* Task brief *
Down to the last line, restate the listing below exactly.

BEGIN

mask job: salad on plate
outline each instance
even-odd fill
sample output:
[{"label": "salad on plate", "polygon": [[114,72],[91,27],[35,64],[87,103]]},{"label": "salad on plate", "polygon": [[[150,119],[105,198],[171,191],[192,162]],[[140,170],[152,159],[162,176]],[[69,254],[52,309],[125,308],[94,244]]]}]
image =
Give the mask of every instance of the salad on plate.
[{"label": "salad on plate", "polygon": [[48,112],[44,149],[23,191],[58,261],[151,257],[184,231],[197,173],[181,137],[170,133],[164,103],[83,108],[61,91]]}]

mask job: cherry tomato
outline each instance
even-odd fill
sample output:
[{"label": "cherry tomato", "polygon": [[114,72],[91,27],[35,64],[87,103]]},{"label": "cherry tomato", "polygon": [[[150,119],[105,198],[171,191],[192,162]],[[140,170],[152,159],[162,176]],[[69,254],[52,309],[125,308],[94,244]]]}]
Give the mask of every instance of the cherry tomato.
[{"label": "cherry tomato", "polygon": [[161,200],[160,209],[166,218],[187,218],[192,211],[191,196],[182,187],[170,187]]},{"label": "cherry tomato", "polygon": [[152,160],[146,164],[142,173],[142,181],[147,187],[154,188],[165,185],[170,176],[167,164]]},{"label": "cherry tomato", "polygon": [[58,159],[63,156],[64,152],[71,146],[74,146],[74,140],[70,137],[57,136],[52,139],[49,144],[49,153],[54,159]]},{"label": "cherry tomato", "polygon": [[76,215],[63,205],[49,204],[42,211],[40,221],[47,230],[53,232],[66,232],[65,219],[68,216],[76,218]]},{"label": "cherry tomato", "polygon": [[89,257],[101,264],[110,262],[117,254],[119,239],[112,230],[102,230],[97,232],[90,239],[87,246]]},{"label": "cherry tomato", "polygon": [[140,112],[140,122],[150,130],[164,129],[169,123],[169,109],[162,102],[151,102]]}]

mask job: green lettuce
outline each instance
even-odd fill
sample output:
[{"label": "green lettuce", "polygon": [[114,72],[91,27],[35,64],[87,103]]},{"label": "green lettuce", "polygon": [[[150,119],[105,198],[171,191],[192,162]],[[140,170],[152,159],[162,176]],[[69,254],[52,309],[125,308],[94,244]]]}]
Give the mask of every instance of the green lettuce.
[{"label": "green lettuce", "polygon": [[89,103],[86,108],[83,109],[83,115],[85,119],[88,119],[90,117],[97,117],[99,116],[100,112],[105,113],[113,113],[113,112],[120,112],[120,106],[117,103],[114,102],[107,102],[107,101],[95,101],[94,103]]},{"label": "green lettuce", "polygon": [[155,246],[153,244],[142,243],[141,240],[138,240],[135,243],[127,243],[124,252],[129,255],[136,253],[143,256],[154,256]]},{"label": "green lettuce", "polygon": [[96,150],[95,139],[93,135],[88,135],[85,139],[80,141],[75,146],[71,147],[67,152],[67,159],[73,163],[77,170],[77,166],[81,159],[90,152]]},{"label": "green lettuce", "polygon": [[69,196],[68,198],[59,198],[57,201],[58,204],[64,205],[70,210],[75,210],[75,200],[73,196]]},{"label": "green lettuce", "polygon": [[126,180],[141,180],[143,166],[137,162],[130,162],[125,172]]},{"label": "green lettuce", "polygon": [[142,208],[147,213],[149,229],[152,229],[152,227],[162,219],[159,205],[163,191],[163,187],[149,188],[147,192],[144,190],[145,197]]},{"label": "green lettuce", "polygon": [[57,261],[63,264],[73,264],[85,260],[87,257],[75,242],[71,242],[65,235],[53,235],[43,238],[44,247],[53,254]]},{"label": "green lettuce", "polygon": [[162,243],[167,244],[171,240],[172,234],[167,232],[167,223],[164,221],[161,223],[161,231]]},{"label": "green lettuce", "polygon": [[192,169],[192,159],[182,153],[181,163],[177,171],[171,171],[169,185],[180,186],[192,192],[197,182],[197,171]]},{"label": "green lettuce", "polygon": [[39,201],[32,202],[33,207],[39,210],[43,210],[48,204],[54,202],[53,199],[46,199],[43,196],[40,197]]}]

END

* Task output *
mask job: salad on plate
outline each instance
even-odd fill
sample output:
[{"label": "salad on plate", "polygon": [[114,72],[91,27],[35,64],[87,103]]},{"label": "salad on plate", "polygon": [[[150,119],[105,198],[171,191],[192,162]],[[140,170],[152,159],[162,176]],[[69,254],[52,309],[125,308],[94,244]]]}]
image =
Give the mask of every instance of the salad on plate.
[{"label": "salad on plate", "polygon": [[48,112],[44,149],[23,191],[58,261],[151,257],[184,231],[197,173],[181,137],[170,133],[164,103],[83,108],[61,91]]}]

mask job: cherry tomato
outline each instance
even-odd fill
sample output:
[{"label": "cherry tomato", "polygon": [[114,72],[91,27],[35,64],[87,103]]},{"label": "cherry tomato", "polygon": [[[150,119],[105,198],[171,191],[192,162]],[[140,170],[152,159],[162,176]],[[69,254],[52,309],[125,308],[94,244]]]}]
Give the mask of every instance of the cherry tomato.
[{"label": "cherry tomato", "polygon": [[161,200],[160,209],[166,218],[187,218],[192,211],[191,196],[182,187],[170,187]]},{"label": "cherry tomato", "polygon": [[152,160],[146,164],[142,173],[142,181],[147,187],[154,188],[165,185],[170,176],[167,164]]},{"label": "cherry tomato", "polygon": [[58,159],[63,156],[64,152],[71,146],[74,146],[74,140],[70,137],[57,136],[52,139],[49,144],[49,153],[54,159]]},{"label": "cherry tomato", "polygon": [[76,215],[63,205],[49,204],[42,211],[40,221],[47,230],[53,232],[66,232],[65,219],[68,216],[76,218]]},{"label": "cherry tomato", "polygon": [[89,257],[101,264],[110,262],[117,254],[119,239],[112,230],[102,230],[97,232],[90,239],[87,246]]},{"label": "cherry tomato", "polygon": [[140,112],[140,122],[150,130],[164,129],[169,123],[169,109],[162,102],[151,102]]}]

mask job: green lettuce
outline each instance
even-odd fill
sample output:
[{"label": "green lettuce", "polygon": [[114,72],[91,27],[35,64],[87,103]]},{"label": "green lettuce", "polygon": [[[150,119],[105,198],[171,191],[192,162]],[[140,170],[152,159],[162,176]],[[69,254],[52,309],[125,308],[94,244]]]}]
Give the mask of every instance of the green lettuce.
[{"label": "green lettuce", "polygon": [[89,103],[86,108],[83,109],[83,115],[85,119],[88,119],[90,117],[97,117],[99,116],[100,112],[105,113],[113,113],[113,112],[120,112],[120,106],[117,103],[114,102],[107,102],[107,101],[95,101],[94,103]]},{"label": "green lettuce", "polygon": [[155,246],[153,244],[142,243],[141,240],[138,240],[135,243],[127,243],[124,252],[129,255],[136,253],[143,256],[154,256]]},{"label": "green lettuce", "polygon": [[96,150],[95,139],[93,135],[88,135],[85,139],[80,141],[75,146],[71,147],[67,152],[67,159],[73,163],[77,170],[77,166],[81,159],[90,152]]},{"label": "green lettuce", "polygon": [[69,196],[68,198],[59,198],[57,201],[58,204],[64,205],[70,210],[75,210],[75,200],[73,196]]},{"label": "green lettuce", "polygon": [[126,180],[141,180],[143,166],[137,162],[130,162],[125,172]]},{"label": "green lettuce", "polygon": [[142,208],[147,213],[149,229],[152,229],[152,227],[162,219],[159,205],[163,191],[163,187],[149,188],[147,192],[144,190],[145,197]]},{"label": "green lettuce", "polygon": [[57,261],[63,264],[73,264],[85,260],[87,257],[75,242],[71,242],[65,235],[53,235],[43,238],[44,247],[53,254]]},{"label": "green lettuce", "polygon": [[162,243],[167,244],[171,240],[172,234],[167,232],[167,223],[164,221],[161,223],[161,231]]},{"label": "green lettuce", "polygon": [[192,169],[192,159],[182,153],[181,163],[177,171],[171,171],[169,185],[180,186],[192,192],[197,182],[197,171]]},{"label": "green lettuce", "polygon": [[39,201],[32,202],[33,207],[39,210],[43,210],[48,204],[54,202],[53,199],[46,199],[43,196],[40,197]]}]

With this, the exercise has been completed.